**Text section**
---------------
Wednesday, December 30, 2009

Recap 2009...

it is now 3.27pm on 31 dec 2009.. in another 13 minutes.. i can declare the surprise that changed my life.. is a year old.. that day, 3.40pm on 31 dec 2008.. i received a call from KPMG that offer me a job in the department i have loved.. i still remember, i was so excited and shocked to receive that call.. i was in the middle studying for my south east asia and the global economy subject and i got so stunned that i cannot continue at all.. i was so excited!! and then thats how i ended a beautiful challenging year of 2008 and begin an even more challenging year of 2009..

january 2009 - exams i will never forget because i guess that is the exam i really invest the entire of my effort in.. and i got what i wanted in return.. in february.. it is also the last time when i declare an end to my war with one of my besties.. march turned out to be quieter.. because we are busy with our financial analysis project as well as corporate finance.. and that is our final semester in university, thus we cherished it to the fullest.. but one thing i really did almost every evening and now i missed it so.. my walks by the lake during evenings.. which earn me the nickname of lake girl.. i really love those evenings and normally in my mind.. i kept my memories during internship and review them in my mind over and over again while i was walking..

april 2009 was an interesting month.. on the 4th, which is the morning for our annual dinner, we went for studio shoot!! i had loads of fun.. although it was really tiring.. but it is worth it because all the pics, i still keep it as a part of the memories i will cherish, now and forever.. even now, it is at the desktop of my computer in office and many people, including my boss asked me about it.. yeah, these are memories i loved and the annual dinner, well.. this year was quite good actually.. and as if it have not been enough during the day, we further take more pics at night.. lolz...

may 2009... our finals.. which we have gotten the result during late june.. was the first real disappointment of the year and one of the greatest in my life.. my results was not bad.. but after such effort into it for the sake of first class... i was close enough.. just 0.2% behind which the university refused to give me,, should there be no mark down on my advertising, i would hava made it.. such a waste..

july 2009.. my second disappointment in life.. i have been looking forward to coming back ot KPMG so much, wanted corporate tax from the beginning.. then on the first day i came up.. i was told that the department was full and transfer me without giving me any choice.. to be with IES.. i have no choice but to agree.. for 2 months, i was very reluctant to work well.. it is not done on purpose.. but i was very hurt and felt betrayed.. and i really dislike this department then.. i was fighting against my own dignity, wish and soul.. it took a long time, but at least i get to overcome it..
---------------
**What to work on**
1. In the 2009 recap, by how much did the writer fall short of a first class?
2. Say whether each statement agrees with the 2009 recap, answering yes or no and quoting the deciding words: (a) The writer's evening walks by the lake earned the nickname "lake girl." (b) The studio shoot took place in March. (c) On the first day back at KPMG, the writer was placed in corporate tax.
3. Write the next part of the 2009 recap, picking up after its last sentence.
The records on this page are not needed.

**Data excerpts**
---------------
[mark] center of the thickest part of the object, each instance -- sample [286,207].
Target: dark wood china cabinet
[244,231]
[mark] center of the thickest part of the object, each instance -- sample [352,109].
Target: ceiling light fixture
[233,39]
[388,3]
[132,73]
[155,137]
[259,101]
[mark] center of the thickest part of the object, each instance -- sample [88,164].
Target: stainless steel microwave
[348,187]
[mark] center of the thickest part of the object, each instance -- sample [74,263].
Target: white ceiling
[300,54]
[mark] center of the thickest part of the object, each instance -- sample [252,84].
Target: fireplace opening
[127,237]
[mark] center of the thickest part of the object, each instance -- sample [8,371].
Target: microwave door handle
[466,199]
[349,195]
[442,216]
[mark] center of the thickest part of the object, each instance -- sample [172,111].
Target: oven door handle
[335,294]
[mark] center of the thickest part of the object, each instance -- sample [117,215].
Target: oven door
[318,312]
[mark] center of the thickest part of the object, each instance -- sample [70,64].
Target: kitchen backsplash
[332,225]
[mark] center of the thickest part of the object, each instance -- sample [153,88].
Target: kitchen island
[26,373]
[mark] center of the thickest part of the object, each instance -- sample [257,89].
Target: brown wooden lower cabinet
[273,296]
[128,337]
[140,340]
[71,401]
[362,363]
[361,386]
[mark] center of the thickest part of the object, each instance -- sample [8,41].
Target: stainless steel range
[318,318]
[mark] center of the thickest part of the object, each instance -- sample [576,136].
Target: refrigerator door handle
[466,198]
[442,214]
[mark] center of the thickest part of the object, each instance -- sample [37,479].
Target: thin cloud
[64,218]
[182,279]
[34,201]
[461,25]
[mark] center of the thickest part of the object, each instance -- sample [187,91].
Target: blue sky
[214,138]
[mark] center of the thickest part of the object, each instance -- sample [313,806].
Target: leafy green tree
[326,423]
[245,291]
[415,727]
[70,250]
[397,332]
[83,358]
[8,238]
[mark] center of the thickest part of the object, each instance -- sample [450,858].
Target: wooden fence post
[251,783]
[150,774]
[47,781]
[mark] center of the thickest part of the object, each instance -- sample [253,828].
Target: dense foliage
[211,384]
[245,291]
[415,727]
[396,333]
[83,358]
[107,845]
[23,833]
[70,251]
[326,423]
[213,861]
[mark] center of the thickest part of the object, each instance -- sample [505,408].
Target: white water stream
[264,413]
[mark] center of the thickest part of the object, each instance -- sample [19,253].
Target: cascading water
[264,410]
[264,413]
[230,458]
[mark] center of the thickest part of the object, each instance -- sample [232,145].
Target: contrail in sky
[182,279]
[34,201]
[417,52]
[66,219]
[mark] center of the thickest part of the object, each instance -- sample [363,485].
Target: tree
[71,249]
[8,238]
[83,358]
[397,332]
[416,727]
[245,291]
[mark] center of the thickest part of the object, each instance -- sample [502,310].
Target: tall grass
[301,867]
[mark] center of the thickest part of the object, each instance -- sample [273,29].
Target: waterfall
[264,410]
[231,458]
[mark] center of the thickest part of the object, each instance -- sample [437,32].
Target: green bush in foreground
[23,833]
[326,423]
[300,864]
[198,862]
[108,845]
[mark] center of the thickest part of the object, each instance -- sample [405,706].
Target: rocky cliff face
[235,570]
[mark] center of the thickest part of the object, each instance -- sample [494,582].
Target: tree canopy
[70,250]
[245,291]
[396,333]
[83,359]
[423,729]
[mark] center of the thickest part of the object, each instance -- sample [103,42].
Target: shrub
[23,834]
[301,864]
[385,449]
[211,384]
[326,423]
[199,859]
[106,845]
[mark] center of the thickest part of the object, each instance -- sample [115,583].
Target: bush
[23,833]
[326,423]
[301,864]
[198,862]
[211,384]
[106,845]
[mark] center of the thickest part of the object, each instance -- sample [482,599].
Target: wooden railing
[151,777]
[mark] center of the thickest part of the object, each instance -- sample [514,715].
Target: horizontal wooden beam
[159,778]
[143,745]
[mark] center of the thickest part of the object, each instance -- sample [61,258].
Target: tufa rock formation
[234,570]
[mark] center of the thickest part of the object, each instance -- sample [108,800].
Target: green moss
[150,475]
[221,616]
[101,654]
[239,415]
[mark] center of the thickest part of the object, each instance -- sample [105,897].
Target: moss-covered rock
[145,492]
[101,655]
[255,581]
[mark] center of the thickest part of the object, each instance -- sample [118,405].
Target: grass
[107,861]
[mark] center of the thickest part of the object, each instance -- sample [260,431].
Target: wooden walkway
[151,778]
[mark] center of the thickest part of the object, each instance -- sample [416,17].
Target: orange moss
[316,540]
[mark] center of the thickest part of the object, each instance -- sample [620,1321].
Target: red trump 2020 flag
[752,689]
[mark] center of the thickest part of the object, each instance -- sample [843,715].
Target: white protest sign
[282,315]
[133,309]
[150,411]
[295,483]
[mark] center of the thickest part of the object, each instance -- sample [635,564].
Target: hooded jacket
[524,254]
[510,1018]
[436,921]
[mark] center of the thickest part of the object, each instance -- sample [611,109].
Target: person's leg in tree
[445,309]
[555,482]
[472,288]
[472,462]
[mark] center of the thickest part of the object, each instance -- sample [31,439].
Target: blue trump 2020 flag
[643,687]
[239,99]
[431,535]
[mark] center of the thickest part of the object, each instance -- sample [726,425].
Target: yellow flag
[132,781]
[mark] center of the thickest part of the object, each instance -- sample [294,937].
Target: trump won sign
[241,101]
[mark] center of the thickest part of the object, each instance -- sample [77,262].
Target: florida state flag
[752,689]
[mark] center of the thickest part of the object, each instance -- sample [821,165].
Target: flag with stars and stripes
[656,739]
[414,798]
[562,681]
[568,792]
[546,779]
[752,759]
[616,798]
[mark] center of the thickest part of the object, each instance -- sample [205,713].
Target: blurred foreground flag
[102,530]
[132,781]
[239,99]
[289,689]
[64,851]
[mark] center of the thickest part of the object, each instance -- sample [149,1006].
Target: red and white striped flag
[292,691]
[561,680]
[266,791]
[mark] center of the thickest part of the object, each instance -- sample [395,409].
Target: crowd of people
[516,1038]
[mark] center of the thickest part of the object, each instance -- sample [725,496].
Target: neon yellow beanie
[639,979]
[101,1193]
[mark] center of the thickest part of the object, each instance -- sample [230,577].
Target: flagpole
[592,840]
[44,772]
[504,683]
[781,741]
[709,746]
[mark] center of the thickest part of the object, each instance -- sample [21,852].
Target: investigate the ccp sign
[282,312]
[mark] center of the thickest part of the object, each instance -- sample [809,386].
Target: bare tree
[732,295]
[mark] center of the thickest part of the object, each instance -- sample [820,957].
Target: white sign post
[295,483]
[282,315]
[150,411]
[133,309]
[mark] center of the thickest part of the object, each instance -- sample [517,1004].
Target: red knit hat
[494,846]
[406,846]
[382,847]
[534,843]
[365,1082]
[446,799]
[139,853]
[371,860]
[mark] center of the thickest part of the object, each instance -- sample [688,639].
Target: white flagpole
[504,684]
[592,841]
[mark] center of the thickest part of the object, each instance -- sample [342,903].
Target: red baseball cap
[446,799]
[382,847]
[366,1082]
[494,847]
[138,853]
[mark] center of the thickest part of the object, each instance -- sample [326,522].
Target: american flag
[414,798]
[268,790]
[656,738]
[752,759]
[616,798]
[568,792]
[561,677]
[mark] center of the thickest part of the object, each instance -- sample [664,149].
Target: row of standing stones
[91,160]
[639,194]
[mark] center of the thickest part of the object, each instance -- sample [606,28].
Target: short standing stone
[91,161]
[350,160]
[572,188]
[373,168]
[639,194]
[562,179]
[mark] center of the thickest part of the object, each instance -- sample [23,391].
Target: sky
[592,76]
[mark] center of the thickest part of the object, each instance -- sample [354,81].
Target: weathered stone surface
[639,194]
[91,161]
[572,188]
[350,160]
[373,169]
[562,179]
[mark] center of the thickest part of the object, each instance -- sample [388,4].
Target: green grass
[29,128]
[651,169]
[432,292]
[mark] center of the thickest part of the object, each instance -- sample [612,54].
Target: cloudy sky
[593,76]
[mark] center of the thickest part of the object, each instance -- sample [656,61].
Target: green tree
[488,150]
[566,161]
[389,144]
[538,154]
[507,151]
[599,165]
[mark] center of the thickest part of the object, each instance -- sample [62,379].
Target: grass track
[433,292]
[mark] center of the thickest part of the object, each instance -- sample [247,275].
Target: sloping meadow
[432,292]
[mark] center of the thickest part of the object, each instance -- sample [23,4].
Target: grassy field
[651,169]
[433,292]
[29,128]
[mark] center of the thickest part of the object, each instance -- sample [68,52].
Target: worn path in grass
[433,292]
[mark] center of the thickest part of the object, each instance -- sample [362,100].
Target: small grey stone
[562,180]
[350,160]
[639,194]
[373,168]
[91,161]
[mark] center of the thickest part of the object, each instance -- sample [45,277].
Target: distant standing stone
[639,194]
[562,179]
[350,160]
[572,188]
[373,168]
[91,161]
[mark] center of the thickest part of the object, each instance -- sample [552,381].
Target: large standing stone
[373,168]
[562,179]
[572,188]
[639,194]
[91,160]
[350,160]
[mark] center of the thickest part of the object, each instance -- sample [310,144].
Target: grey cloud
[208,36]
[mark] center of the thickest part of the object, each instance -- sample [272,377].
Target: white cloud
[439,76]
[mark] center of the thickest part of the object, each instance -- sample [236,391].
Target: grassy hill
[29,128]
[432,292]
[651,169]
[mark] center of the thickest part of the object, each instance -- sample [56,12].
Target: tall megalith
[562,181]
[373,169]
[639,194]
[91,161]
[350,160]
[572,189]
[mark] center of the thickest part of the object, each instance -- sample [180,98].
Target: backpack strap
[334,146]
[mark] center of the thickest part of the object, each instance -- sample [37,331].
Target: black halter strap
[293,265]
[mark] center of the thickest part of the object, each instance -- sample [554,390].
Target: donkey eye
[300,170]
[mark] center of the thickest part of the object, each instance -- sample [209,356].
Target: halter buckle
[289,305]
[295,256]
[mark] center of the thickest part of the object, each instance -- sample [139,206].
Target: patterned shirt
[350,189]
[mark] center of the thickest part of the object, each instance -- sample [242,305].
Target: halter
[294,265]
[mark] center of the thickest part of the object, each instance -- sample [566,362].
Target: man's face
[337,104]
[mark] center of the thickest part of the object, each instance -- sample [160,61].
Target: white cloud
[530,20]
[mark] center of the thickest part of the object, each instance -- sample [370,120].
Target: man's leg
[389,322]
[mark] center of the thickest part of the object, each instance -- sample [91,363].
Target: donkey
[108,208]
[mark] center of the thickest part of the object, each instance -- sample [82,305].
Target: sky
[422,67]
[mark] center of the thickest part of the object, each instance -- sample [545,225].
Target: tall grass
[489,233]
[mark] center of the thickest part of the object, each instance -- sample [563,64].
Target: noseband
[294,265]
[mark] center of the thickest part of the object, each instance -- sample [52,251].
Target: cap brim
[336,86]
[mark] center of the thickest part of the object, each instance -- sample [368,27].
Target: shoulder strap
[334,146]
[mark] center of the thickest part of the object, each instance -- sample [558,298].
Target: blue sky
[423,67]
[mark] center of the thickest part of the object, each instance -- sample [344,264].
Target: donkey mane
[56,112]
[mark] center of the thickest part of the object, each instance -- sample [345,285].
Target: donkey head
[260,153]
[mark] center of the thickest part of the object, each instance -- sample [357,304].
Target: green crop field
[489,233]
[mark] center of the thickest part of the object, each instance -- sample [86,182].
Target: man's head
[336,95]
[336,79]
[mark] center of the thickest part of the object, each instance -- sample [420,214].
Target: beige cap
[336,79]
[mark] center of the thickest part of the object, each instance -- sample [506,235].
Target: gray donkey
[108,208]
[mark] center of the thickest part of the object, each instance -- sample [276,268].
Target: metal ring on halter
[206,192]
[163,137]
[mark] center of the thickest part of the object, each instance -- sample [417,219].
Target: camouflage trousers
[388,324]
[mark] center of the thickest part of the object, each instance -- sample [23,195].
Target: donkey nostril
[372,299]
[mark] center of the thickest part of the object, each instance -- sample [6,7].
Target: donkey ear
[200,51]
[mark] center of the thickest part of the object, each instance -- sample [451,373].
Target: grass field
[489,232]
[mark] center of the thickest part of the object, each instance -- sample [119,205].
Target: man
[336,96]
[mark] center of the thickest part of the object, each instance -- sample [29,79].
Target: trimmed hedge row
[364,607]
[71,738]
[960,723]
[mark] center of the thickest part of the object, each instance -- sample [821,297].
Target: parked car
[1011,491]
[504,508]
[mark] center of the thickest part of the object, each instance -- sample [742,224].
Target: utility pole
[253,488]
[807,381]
---------------
**Responses to the tasks**
1. 0.2%

2.
(a) Yes: "which earn me the nickname of lake girl"
(b) No: "april 2009 was an interesting month.. on the 4th, which is the morning for our annual dinner, we went for studio shoot!!"
(c) No: "i was told that the department was full and transfer me without giving me any choice.. to be with IES.."

3.
then fatimah, who came in the same time as me but supposingly should be placed with IES itself, resigned.. while i proceed.. i tried to request to transfer back... but it was not successful.. so i made my life here.. slowly i get to like it.. made new friends but still.. did not forget my former ones.. i guessed i have gotten a bit mature since then.. because suddenly i realised.. as long as i am a good performer no matter where i am.. they will try not to lose me, as with amelia.. they rather lose her in the department rather than out from the company.. i want to be the same.. and i believe i will..

slowly, i realised that being in this department allow me to learn more than i ever expect it will.. now it have become part of my life.. i decided to stay here for maybe 2 years, or 3.. then i will transfer back to where i am supposed to be.. i realised i get to learn a lot that way.. if i have stayed in my old department.. all i learn is only corporate tax while in here.. i learn about individual, partnership and management of estate as well as a bit of advisory, perhaps i can stay longer and master all of it then i will go back.. it will do me nothing but good, i learn more and know more and perhaps.. my being in this department is somehow a blessing in disguise.. i learn more and i trust that it is somehow good for my future..

2010 starts tomorrow and i hope that it will be a better, smoother year, well, i know that after chinese new year, it is going to be a great year because the year of the tiger brings good luck to the rabbit, which is me.. hence.. happy new year all.. and i hope next year will be better than this year.. and i wish for happiness and success for all.. as well as may all dreams will come true.. and always gambate in whatever we do... =)

Saturday, December 26, 2009

merry x mas..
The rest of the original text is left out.